• **What the task requires**:
Every line in the listing below from the one with "Target: mossy rock" through the one with "# put a marker on the green" is to be reproduced exactly, both ends included; leave out the rest.

• **Source information**:
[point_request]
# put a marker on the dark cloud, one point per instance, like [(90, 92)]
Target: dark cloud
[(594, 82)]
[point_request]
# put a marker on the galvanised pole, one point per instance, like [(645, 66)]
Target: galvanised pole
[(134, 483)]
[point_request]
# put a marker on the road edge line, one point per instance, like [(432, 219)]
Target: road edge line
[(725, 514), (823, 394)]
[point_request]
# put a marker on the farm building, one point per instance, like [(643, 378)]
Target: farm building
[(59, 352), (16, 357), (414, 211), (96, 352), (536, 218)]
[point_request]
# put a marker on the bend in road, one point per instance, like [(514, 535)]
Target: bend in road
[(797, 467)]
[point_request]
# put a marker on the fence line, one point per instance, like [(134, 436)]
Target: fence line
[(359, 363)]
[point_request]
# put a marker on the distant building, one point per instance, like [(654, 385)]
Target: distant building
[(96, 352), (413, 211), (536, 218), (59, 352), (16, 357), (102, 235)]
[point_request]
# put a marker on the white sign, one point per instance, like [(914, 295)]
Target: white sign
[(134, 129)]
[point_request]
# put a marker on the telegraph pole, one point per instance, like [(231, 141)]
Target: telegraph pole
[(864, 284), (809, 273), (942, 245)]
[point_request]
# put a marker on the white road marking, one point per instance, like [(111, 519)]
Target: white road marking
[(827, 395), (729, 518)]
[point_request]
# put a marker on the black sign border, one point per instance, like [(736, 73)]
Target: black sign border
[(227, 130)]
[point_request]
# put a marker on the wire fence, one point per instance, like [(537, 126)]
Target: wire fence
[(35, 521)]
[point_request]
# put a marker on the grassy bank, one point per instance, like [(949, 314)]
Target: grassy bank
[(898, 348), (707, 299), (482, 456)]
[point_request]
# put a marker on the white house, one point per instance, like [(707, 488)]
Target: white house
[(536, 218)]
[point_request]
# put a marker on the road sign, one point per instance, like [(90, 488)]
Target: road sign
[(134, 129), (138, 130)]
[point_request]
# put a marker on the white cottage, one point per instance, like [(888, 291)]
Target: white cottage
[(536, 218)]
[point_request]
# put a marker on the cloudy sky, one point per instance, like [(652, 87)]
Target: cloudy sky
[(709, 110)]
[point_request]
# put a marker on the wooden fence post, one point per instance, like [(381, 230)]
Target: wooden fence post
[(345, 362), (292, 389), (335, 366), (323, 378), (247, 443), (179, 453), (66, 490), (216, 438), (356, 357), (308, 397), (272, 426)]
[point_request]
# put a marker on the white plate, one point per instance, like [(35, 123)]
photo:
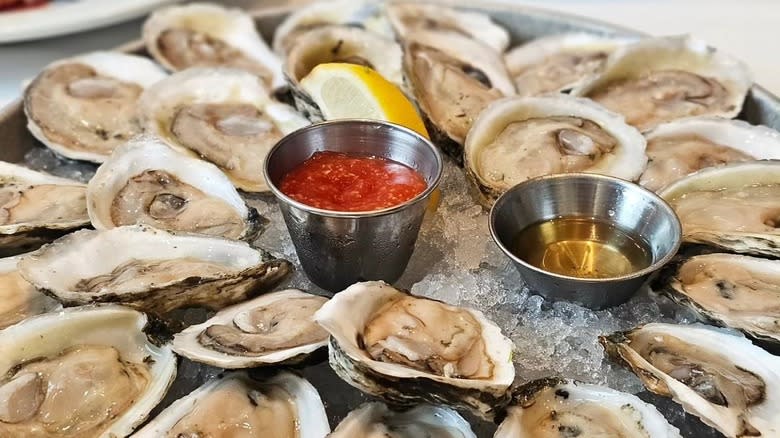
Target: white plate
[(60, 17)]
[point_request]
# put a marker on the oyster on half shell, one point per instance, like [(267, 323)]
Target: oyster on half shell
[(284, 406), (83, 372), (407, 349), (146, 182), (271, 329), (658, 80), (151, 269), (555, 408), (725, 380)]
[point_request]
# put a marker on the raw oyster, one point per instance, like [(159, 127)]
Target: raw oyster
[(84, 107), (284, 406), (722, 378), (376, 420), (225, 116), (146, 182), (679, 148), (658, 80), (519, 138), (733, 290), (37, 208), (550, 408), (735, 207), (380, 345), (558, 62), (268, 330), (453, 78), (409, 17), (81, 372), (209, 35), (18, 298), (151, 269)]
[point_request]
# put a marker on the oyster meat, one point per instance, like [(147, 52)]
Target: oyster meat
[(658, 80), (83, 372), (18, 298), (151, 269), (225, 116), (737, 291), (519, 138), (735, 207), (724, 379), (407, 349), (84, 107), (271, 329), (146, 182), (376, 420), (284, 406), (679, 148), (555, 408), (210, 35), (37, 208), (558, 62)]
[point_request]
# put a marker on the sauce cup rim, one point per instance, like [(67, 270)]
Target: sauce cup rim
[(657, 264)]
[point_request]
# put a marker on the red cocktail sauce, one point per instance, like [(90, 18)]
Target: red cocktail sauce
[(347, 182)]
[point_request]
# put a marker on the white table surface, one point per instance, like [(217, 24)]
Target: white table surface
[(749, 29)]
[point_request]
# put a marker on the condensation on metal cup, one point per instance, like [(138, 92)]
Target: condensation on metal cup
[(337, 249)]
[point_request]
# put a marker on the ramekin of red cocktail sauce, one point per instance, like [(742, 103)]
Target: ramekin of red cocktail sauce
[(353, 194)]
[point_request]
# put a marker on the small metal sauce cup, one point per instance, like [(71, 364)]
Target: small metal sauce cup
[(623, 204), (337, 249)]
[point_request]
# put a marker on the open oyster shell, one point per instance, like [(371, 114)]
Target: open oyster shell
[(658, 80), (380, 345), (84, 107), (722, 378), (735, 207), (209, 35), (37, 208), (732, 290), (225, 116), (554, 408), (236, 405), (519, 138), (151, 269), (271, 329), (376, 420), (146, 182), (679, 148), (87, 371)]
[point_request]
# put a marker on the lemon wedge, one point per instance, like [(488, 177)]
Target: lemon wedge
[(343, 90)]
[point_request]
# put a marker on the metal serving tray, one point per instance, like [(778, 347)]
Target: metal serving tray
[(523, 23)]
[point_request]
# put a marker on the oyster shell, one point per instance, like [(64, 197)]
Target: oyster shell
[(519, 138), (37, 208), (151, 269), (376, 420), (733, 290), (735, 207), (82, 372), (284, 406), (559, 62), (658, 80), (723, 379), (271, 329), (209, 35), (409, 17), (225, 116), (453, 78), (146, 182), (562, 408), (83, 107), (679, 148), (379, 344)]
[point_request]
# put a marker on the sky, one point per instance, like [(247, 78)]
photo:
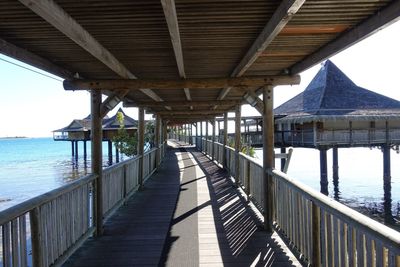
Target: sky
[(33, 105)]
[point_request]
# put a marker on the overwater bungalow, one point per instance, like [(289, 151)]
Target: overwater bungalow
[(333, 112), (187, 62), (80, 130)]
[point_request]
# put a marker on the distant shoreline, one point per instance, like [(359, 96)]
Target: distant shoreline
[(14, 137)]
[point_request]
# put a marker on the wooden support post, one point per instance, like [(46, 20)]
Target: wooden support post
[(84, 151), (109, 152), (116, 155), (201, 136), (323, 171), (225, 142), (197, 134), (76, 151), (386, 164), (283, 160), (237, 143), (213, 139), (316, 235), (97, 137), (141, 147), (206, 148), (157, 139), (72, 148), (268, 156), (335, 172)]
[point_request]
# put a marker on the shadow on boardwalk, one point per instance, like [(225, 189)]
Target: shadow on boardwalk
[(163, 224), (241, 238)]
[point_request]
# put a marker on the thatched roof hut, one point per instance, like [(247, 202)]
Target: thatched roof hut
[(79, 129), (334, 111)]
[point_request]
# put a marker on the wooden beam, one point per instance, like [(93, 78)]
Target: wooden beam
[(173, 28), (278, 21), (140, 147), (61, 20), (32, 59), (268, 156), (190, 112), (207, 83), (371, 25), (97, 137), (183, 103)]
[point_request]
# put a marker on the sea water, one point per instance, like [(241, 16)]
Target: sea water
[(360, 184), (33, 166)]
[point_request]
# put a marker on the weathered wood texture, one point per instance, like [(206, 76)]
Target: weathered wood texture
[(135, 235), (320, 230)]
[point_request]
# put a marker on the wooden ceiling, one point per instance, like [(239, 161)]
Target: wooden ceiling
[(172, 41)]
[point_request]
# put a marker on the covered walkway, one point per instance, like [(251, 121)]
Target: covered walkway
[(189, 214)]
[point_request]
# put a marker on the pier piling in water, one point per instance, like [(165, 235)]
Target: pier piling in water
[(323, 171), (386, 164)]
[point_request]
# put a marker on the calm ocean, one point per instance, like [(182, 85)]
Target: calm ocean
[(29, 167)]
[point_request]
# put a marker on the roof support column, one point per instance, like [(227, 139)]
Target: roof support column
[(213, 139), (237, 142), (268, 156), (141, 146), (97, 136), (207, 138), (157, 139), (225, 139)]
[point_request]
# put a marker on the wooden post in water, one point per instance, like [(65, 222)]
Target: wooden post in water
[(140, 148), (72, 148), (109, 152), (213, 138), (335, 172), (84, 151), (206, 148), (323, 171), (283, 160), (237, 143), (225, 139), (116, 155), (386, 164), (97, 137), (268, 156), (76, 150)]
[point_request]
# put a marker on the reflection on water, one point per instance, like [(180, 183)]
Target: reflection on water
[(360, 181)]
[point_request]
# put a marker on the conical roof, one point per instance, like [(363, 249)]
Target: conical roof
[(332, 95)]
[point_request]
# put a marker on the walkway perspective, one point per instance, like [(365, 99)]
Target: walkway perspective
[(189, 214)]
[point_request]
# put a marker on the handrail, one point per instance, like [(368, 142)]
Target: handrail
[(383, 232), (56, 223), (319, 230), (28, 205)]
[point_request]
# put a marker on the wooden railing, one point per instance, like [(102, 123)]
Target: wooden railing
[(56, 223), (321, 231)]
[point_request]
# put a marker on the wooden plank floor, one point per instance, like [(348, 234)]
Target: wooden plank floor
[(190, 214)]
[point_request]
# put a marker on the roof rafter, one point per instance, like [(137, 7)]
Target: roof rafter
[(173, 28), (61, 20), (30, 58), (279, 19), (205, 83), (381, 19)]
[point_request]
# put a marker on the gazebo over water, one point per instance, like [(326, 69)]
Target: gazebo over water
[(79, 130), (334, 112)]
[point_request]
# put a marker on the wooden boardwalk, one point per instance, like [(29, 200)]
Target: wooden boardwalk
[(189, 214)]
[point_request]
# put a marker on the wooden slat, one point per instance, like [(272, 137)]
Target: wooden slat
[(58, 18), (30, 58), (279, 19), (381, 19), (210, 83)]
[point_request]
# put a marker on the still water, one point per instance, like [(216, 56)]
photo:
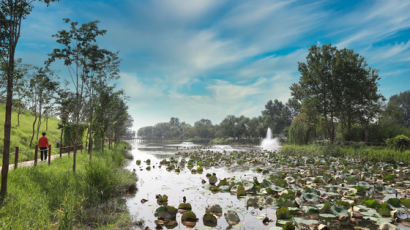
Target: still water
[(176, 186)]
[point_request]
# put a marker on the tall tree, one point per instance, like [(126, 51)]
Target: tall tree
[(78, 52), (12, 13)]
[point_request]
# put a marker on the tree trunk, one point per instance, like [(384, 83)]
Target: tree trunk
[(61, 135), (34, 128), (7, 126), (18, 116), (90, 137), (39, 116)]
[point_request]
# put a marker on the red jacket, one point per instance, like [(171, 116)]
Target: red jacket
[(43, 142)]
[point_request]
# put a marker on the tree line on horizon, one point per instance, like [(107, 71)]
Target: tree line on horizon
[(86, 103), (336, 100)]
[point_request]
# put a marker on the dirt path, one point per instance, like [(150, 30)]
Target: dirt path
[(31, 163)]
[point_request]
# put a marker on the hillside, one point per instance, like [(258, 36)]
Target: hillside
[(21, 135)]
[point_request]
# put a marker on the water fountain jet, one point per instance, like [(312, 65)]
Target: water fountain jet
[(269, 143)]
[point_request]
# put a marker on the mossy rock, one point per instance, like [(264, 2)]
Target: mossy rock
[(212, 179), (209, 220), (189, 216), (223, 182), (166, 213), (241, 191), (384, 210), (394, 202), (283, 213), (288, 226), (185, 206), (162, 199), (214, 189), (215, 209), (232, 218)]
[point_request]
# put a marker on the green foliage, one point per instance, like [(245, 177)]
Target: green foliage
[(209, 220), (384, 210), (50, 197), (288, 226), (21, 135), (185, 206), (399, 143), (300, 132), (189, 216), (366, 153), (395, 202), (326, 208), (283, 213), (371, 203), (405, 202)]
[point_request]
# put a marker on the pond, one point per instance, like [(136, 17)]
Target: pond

• **Answer section**:
Target: mossy rock
[(212, 179), (209, 220), (189, 216), (223, 182), (166, 213), (241, 191), (384, 210), (394, 202), (283, 213), (288, 226), (185, 206), (162, 199), (214, 189), (215, 209), (232, 218)]
[point_request]
# put a marker on the green foliage, one point per instance, like [(245, 177)]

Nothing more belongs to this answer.